[Data records]
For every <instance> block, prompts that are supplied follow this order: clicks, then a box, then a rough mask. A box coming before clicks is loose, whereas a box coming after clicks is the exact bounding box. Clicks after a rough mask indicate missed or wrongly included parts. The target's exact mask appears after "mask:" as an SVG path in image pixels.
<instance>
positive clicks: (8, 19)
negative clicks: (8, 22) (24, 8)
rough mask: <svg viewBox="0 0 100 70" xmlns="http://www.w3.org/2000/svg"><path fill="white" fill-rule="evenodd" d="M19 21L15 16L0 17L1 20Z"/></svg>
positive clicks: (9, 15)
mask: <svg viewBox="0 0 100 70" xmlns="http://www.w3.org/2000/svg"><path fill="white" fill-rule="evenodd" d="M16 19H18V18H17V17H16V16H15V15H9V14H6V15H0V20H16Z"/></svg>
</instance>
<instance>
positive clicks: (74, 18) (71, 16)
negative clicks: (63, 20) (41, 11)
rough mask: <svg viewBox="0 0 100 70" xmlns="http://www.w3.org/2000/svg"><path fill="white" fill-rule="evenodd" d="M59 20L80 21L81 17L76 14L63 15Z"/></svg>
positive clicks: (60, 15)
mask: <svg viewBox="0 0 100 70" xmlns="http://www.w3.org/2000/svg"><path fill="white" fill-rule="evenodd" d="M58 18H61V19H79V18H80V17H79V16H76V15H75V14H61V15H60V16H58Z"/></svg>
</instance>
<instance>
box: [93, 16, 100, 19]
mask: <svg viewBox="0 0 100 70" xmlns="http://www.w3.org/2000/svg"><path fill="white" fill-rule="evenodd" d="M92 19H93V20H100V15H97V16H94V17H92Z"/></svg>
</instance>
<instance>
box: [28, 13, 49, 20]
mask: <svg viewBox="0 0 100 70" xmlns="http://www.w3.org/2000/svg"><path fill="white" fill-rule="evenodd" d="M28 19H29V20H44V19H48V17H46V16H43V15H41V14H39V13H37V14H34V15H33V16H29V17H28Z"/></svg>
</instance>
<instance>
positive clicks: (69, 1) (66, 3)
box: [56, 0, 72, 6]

# WHAT YOU ARE ASKED TO DO
The required answer is a single number: how many lines above hold the string "negative".

# RESULT FOR THIS EXERCISE
2